Copy out every line of the data below word for word.

__________

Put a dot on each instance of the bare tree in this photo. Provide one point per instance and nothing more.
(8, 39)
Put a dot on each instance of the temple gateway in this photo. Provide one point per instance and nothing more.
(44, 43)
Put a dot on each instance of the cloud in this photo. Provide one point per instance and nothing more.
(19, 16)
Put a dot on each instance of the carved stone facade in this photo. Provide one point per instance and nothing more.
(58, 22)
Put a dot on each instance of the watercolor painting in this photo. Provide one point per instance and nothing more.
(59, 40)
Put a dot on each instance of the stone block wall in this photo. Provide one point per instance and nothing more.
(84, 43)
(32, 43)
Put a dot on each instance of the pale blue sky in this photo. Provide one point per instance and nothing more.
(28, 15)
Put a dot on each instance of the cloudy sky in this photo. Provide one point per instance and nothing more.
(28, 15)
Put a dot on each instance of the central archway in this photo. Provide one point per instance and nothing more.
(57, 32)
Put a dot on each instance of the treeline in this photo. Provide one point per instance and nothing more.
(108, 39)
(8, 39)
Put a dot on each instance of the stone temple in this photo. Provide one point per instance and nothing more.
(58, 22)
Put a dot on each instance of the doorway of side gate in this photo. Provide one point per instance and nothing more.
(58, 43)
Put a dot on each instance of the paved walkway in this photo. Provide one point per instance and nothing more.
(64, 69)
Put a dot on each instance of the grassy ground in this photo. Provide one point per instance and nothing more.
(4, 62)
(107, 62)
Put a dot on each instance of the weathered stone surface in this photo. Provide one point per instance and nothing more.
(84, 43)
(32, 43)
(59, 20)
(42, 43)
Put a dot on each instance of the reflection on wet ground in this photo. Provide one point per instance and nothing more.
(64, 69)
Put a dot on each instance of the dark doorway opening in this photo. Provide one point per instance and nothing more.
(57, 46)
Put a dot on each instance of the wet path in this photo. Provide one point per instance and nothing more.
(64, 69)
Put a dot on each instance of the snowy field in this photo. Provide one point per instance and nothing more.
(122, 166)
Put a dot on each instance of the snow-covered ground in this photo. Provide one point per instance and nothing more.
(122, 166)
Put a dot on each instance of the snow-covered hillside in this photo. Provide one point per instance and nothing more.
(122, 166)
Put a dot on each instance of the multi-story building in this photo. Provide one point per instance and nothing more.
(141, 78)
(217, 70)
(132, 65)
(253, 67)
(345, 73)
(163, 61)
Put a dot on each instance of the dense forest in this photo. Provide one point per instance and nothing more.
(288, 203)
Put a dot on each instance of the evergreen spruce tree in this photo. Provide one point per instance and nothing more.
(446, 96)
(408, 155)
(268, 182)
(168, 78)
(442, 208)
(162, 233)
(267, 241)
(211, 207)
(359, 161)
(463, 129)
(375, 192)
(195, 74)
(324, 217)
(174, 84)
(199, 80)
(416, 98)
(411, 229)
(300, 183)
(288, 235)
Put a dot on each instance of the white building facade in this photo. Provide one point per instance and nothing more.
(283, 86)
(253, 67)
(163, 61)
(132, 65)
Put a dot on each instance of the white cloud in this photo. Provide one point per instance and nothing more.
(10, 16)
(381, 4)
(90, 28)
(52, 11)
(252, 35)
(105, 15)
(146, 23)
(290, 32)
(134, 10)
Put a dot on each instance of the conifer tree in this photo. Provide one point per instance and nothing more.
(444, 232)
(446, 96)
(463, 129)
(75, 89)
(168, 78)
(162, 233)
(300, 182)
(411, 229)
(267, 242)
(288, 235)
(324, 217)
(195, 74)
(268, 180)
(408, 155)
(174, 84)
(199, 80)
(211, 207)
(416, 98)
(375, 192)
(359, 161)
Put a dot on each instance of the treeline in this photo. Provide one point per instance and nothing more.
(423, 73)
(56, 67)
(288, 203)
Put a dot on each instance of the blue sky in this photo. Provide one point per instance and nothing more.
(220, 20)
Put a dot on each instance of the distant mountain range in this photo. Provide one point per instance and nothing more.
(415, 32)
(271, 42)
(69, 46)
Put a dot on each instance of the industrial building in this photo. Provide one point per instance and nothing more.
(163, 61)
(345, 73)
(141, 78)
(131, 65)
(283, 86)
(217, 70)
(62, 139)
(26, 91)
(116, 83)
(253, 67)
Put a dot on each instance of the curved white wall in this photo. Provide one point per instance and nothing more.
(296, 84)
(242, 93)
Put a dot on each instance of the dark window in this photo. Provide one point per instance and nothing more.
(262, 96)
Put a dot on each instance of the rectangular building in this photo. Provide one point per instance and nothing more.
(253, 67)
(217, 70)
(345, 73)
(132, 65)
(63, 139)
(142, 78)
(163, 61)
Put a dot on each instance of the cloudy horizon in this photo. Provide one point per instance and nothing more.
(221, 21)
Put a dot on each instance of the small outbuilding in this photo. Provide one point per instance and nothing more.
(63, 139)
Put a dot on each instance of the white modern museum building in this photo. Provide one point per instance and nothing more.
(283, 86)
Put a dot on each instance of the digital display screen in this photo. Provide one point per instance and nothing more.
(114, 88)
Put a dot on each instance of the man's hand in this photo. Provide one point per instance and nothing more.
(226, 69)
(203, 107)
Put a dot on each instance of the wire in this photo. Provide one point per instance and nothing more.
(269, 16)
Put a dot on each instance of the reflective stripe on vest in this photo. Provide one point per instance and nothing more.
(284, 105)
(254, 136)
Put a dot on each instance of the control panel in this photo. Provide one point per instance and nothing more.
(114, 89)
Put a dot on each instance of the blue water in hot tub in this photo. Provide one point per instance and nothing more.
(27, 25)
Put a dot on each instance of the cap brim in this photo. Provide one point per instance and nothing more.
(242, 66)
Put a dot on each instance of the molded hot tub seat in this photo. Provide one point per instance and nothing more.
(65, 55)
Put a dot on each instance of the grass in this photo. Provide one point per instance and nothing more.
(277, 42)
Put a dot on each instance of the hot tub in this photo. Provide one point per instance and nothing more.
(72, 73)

__________

* Response for this exercise
Put a dot on each instance of the bare tree in this photo. Provide one point per instance and nothing more.
(8, 39)
Put a dot on each instance of the temple gateway in this photo. Provide one point per instance and nothing more.
(44, 43)
Put a dot on each instance of the cloud in this photo. Provide one point per instance and nothing more.
(19, 16)
Put a dot on each instance of the carved stone facade in this photo. Provide one point per instance and nothing more.
(58, 22)
Put a dot on each instance of the watercolor painting in this photo. Provide one point per instance and nothing more.
(59, 40)
Put a dot on each instance of the stone block wall in this photo. Provide one point per instance and nothing more.
(84, 43)
(32, 43)
Put a dot on each instance of the pale blue sky in this photo. Provide one point per instance and nothing more.
(28, 15)
Put a dot on each instance of the cloudy sky in this photo. Provide one point per instance and nothing more.
(28, 15)
Put a dot on each instance of the central archway in this photo. Provide one point per instance and nothing more.
(57, 32)
Put a dot on each instance of the treeline in this photo. Provide one point per instance and nothing more.
(108, 39)
(8, 39)
Put a dot on each instance of the stone temple in this photo. Provide one point per instance and nothing more.
(58, 22)
Put a dot on each instance of the doorway of side gate in this photo. Provide one point per instance and nothing more.
(58, 43)
Put a dot on each instance of the paved walkway in this photo. Provide one point per instance and nothing more.
(64, 69)
Put a dot on each instance of the grassy ground in this photo. Provide one point per instance and nothing more.
(4, 62)
(107, 62)
Put a dot on each instance of the weathered stone surface in this photo. Provide one point per instance and nothing more.
(84, 43)
(32, 43)
(59, 20)
(42, 43)
Put a dot on each instance of the reflection on wet ground in this photo. Provide one point per instance and nothing more.
(64, 69)
Put a dot on each instance of the dark doorway opening in this photo. Provide one point per instance and nothing more.
(57, 46)
Put a dot on each instance of the wet path in this photo. Provide one point per instance and nothing more.
(64, 69)
Put a dot on each instance of the snowy field in this photo. Provide one point per instance and nothing more.
(122, 166)
Put a dot on each instance of the snow-covered ground in this photo. Provide one point per instance and nothing more.
(122, 166)
Put a dot on each instance of the snow-covered hillside in this photo. Provide one point per instance and nothing more.
(122, 166)
Put a dot on each instance of the multi-story building in this photo. Provide one point per instance and nothing more.
(141, 78)
(217, 70)
(132, 65)
(253, 67)
(345, 73)
(163, 61)
Put a dot on each instance of the dense forest in this photo. Provide one point per instance and nothing more.
(288, 203)
Put a dot on each instance of the evergreen spruce tree in this photo. Provide one point per instance and nothing more.
(446, 96)
(408, 155)
(268, 182)
(168, 78)
(442, 208)
(162, 233)
(267, 241)
(211, 207)
(359, 161)
(463, 129)
(375, 192)
(195, 74)
(324, 217)
(174, 84)
(199, 80)
(416, 98)
(411, 229)
(300, 183)
(288, 235)
Put a dot on each instance of the white building facade in this photo. Provide one point per instance and nothing more.
(283, 86)
(253, 67)
(163, 61)
(132, 65)
Put a dot on each instance of the white cloud in this photo. Provide one point per instance and nothing more.
(10, 16)
(381, 4)
(90, 28)
(52, 11)
(252, 35)
(105, 15)
(146, 23)
(290, 32)
(134, 10)
Put a dot on each instance of the conifer tree in this photo. Provide one point per instance and nothing more.
(444, 232)
(446, 96)
(463, 129)
(75, 89)
(168, 78)
(162, 233)
(300, 182)
(411, 229)
(267, 242)
(288, 235)
(324, 217)
(195, 74)
(268, 180)
(408, 155)
(174, 84)
(199, 80)
(211, 207)
(416, 98)
(375, 192)
(359, 161)
Put a dot on each instance of the treeline in this photo. Provide one point per instance and nothing more.
(423, 73)
(56, 67)
(288, 203)
Put a dot on each instance of the blue sky in this photo. Provide one point per instance and nothing more.
(220, 20)
Put a dot on each instance of the distant mountain range in this photo. Provide one point per instance and nothing more.
(415, 32)
(271, 42)
(69, 46)
Put a dot on each instance of the industrial building in this photo. Provide one point per instance and nothing more.
(163, 61)
(345, 73)
(141, 78)
(131, 65)
(283, 86)
(217, 70)
(62, 139)
(26, 91)
(116, 83)
(253, 67)
Put a dot on each instance of the curved white wall in this photo. Provide one point per instance and nothing more.
(296, 84)
(242, 93)
Put a dot on each instance of the dark window in this photo. Provide one point per instance and nothing more.
(262, 96)
Put a dot on each instance of the rectangular building in this photo. Provide one point per instance and nothing more.
(253, 67)
(217, 70)
(345, 73)
(132, 65)
(63, 139)
(142, 78)
(163, 61)
Put a dot on each instance of the cloudy horizon in this photo. Provide one point per instance and nothing more.
(221, 21)
Put a dot on each instance of the small outbuilding in this photo. Provide one point per instance and nothing more.
(63, 139)
Put a dot on each instance of the white modern museum building in this photo. Provide one point per instance and nothing more.
(283, 86)
Put a dot on each instance of the digital display screen in this photo. Provide one point per instance and nothing more.
(114, 88)
Put a dot on each instance of the man's hand in this photo. Provide one point per instance and nothing more.
(226, 69)
(203, 107)
Put a dot on each instance of the wire in this photo. Provide one point per instance and nothing more.
(269, 16)
Put a dot on each instance of the reflective stripe on vest in this photo. Provide one point per instance and nothing more.
(284, 105)
(254, 136)
Put a dot on each instance of the control panel in this photo. Provide one point per instance and nothing more.
(114, 89)
Put a dot on each instance of the blue water in hot tub in this photo. Provide one point per instance and nothing more.
(27, 25)
Put a dot on each instance of the cap brim in this photo. Provide one point per instance and nothing more.
(242, 66)
Put a dot on each instance of the molded hot tub seat in this photo. Provide one point per instance and nothing more.
(65, 55)
Put a dot on each instance of the grass in this photo. Provide one point per instance and nothing more.
(277, 42)
Put a dot on each instance of the hot tub in this photo. Provide one point per instance and nothing more.
(72, 73)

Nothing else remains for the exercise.